**Directive 1**
Translate this sentence from the film discussion into Spanish: "Viewers might even leave the theater, which I witnessed most recently during a screening of Malik's Tree of Life."

The film depicts an occult sex ritual, which includes a murder. Most viewers of the film likely had never seen that king of thing depicted, nor had they ever been aware of those thing existing. (This would be my Joe and Jane Six Pack). Let's take the common definition of whistleblower as "a person who informs on a person or organization engaged in an illicit activity." With a small peak outside the world of the film, and one very quickly finds evidence of these kinds of sex parties, murders, etc. So the film, by depicting such scenes, causes viewers to be more likely clued into these nefarious happenings. The film isn't fantasy. It's realism. And historical "fact" has proven Kubrick correct. Since the release of the film, scandals like Jimmy Saville and Jeffrey Epstein, etc. have emerged. Plus there's those Rothschild party pics from the 70s that show a party much like the one depicted in the film. The internet in the mid to late aughts has caused this information to be disseminated much more widely than the 1999s media climate would allow.

Guruilla wrote: This is a critical area to get into, but for now I will just say that my own thesis is very different, and that the sort of consciousness which Kubrick films are designed to bring about is not what you call “AI thinking”; on the contrary, it is a highly charged and particularly “human” sort of thinking (the obsessive sort). Not in order to engender it in the species, but in order to harvest it.


Let's get into it. Specifically who or what is doing the harvesting in your model? My thesis is not about Kubrick per se, but more about narrative as a propaganda technique. Films that are easy to watch and play on the emotions in conventional ways bring about the desired emotional reactions in the viewer. See Shindler's List, The Martian, etc. These films embed certain strong emotions with certain politically convenient symbols/ideas. A film that is "strange" or "difficult" does not as efficiently do this. Viewers might even leave the theater, which I witnessed most recently during a screening of Malik's Tree of Life. What's the difference in your model between watching a film multiple times to uncover it's meaning and artful opacity, and the so called obsessive, human thinking that is being harvested? It seems like every serious film student out there would be a victim in your model as these students watch and rewatch films of all kinds by many directors.

**Extracted information**
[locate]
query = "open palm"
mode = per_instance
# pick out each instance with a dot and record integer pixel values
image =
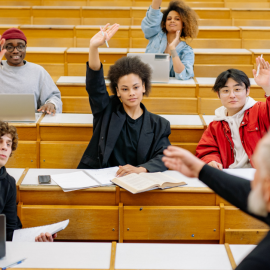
(98, 39)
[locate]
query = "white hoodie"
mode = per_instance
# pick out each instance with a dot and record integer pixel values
(240, 156)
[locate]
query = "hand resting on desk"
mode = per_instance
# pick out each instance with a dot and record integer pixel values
(48, 108)
(45, 237)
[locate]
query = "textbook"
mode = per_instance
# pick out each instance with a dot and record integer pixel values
(136, 183)
(29, 234)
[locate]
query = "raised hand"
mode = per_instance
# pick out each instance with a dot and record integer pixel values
(98, 39)
(216, 165)
(263, 78)
(175, 42)
(2, 50)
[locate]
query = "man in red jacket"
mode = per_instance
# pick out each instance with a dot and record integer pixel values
(230, 140)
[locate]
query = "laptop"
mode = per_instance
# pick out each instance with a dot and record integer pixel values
(159, 63)
(17, 107)
(2, 236)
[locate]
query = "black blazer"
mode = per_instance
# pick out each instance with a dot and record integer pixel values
(108, 123)
(236, 190)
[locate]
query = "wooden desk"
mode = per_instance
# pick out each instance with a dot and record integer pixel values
(77, 58)
(115, 214)
(239, 252)
(84, 33)
(49, 35)
(60, 15)
(177, 256)
(62, 255)
(15, 14)
(52, 59)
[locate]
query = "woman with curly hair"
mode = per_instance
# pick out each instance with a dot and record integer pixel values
(164, 32)
(125, 134)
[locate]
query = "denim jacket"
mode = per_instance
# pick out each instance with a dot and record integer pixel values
(158, 43)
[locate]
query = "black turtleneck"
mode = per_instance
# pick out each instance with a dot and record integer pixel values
(8, 203)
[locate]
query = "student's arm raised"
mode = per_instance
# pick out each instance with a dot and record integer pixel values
(95, 83)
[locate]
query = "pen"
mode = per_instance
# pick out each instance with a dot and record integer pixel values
(103, 36)
(258, 69)
(4, 268)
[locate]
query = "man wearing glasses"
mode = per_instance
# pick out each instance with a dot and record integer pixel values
(20, 76)
(230, 140)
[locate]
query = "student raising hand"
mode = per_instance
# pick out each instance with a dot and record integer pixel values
(2, 50)
(263, 78)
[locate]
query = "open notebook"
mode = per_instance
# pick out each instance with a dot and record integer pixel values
(136, 183)
(29, 234)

**Directive 2**
How many lines of the listing contain the string "black"? Case counts; reply with the number alone.

**Expected answer 1**
Los espectadores incluso podrían salir de la sala, algo que presencié hace muy poco durante una proyección de Tree of Life, de Malik.

**Expected answer 2**
2